» **PASSAGE TO READ**
-------

Q. Critically examine India’s poor performance in human development indicators despite high economic growth.


Introduction- Human development is defined as expanding people’s freedom and opportunities and improving their well-being. It can be measured in terms of life expectancy, education, and per capita income. Human development indices (HDI) are part of the Human Development Report published annually by UNDP (United Nations Development Programme), which is a good measure of Human Development.

India has adopted a decentralised and integrated human development concept as a developmental agenda at the national, state, district and municipality levels.

India’s poor performance in Human development indicators:

  • Poor rank in HDI: India ranks 132 out of 191 countries, behind Bangladesh (129) and Sri Lanka (73), as per the Human Development Report of 2021-22.
  • Vast income inequalities – There is a considerable difference in per capita income across the country. Higher inequalities lead to low HDI growth.
  • Gender inequalitiesFemale per capita income is lower than in developed or developing countries. Women’s labour force participation rate (LFPR) is 8.8%.
  • Regional disparity Addressing the sub-national or state-wise inequalities in human development is critical. Marginal groups lag in education, particularly the PVTGs, aspirational districts, etc.
  • India has a lower average life expectancy.
  • The Loophole in policy policy priorities have changed frequently or are not being implemented well.

However, this idea is not the complete reality.

  1. India has shown incredible improvement: India has achieved
    • high gross enrollment ratio nearing 100%,
    • increase in literacy rate,
    • affordable healthcare system and
    • reached the fifth largest economy in terms of GDP as compared to the last decade.
  2. Problems with HDI:
    • HDI cannot used to analyse the effectiveness of national policy by comparison of national development and gross national income across countries.
    • HDI can consider only health, education, and income dimensions of development and ignore essential factors such as gender equality, sustainability, etc.

-------

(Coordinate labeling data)
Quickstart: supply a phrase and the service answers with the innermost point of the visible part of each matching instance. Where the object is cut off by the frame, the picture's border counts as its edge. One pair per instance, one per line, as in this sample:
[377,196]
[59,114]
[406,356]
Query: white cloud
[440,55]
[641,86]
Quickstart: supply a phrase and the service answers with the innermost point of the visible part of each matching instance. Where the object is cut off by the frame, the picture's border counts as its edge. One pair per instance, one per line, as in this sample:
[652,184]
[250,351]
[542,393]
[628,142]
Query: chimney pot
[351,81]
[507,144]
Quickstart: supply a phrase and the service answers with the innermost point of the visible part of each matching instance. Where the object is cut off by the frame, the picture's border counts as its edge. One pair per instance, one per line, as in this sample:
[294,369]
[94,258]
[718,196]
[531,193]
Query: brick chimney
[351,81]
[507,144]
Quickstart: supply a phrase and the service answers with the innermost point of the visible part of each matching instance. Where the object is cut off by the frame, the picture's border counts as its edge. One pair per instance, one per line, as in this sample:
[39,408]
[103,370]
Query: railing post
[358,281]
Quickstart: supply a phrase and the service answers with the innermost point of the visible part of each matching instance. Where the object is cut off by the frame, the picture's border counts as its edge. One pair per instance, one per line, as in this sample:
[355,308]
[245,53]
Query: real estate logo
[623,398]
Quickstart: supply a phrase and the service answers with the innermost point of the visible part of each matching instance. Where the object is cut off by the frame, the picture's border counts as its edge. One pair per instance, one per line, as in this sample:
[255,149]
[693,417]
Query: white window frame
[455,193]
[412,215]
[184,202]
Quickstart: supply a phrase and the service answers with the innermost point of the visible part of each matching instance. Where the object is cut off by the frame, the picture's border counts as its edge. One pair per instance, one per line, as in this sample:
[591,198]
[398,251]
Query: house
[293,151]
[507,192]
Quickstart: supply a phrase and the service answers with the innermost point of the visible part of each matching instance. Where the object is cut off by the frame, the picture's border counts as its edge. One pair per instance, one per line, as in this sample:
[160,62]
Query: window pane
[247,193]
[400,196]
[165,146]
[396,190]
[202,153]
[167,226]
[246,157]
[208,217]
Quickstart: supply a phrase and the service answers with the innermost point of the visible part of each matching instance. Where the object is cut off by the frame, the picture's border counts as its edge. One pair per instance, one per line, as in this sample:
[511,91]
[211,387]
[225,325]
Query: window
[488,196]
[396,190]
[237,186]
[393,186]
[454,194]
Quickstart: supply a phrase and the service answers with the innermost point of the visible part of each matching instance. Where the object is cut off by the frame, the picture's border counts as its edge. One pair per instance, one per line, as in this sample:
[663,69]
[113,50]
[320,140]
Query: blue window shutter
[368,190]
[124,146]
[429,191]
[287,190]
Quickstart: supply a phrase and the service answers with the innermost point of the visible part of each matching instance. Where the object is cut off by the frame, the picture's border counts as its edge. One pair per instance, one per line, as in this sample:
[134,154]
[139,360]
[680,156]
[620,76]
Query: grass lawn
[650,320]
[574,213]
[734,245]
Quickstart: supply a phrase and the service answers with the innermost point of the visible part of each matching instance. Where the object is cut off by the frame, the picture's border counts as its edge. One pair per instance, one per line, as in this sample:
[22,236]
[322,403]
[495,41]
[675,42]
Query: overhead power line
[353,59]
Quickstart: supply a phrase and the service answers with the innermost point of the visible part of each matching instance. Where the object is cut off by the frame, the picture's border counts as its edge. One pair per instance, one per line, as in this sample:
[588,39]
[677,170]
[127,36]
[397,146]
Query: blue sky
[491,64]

-------

» **DIRECTIVES**
1 > Answer these about the passage on India's human development indicators:
(a) Which body publishes the Human Development Report?
(b) Where does India rank in the HDI according to the 2021-22 report, and out of how many countries?
(c) Which dimensions of development does the passage say HDI can consider?
2 > Continue the passage on India's human development indicators from its final sentence.

» **THE ANSWERS**
1 >
(a) UNDP (United Nations Development Programme).
(b) 132 out of 191 countries.
(c) Health, education, and income.

2 >
    • HDI fails to calculate in vast regional diversity countries like India, e.g., education enrollment in the north-east of India, J&K and Andaman & Nicobar Island.
  3. Improvement according to Multidimensional poverty index (MPI) MPI measures the micro level of incidence of poverty. According to the present data, India has pulled 415 million people out of Multidimensional poverty in the last 15 years.

Thus, it is clear that India has shown a remarkable improvement in Human development indicators. This is due to a host of initiatives taken by the government. Government initiative to raise the HDI rank

  • PM POSHAN The scheme aims to improve the nutritional status of pregnant women, adolescent girls, lactating mothers, and children under six.
  • Ayushman Bharat – affordable health care system to attain high HDI value.
  • Swachh Bharat Mission
  • Sarva Siksha Abhiyaan – aims at universalisation of elementary education.
  • National Education Policy aims to make education more inclusive, equitable and holistic.
  • Beti Bachao Beti Padhao Abhiyan, Start-up India, Stand-up India, etc.
  • PVTGs MISSION The Mission envisages taking basic development to PVTGs, including health, education and infrastructure.

Nevertheless, more can be done to improve India’s standing in the HDI.

Way forward

  • Good governance – Need to ensure access and quality through effective implementation of the scheme through innovative methods like outcome budgeting, social auditing and participation of people
  • There is a need to reform the rigid labour market governed by obsolete law. Address child labour and forced labour and bring wage equality. Policy for rapid expansion of productivity employment opportunities.
  • Public policies for environmental protection.
  • Focus on 3Is investments- in infrastructure such as renewable energy and

                                                 Health sector and education sector.

                        Insurance – social protection for vulnerable sections of society                         Innovation-building capacities to respond to the challenges.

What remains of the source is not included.